## TASK TO CARRY OUT
From the items below, copy every line that contains the string "reflection". Treat the match as case-sensitive.

## LISTING
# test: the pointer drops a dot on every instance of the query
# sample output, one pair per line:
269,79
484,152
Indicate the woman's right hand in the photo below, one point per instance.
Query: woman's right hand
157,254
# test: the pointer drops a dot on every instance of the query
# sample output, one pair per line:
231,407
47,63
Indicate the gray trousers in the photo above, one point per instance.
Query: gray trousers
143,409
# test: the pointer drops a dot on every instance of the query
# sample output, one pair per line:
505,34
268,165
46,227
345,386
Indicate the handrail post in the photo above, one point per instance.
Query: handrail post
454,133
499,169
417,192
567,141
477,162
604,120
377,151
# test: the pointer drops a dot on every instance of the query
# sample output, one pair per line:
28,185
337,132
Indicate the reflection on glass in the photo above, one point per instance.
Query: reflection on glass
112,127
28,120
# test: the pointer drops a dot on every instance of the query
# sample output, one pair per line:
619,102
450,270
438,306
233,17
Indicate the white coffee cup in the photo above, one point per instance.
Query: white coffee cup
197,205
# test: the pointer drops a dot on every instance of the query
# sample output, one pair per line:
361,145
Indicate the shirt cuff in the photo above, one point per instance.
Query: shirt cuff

## WRITTEN ANSWER
Indicate the reflection on glass in the photo above, one point per instance.
Query: reflection on glass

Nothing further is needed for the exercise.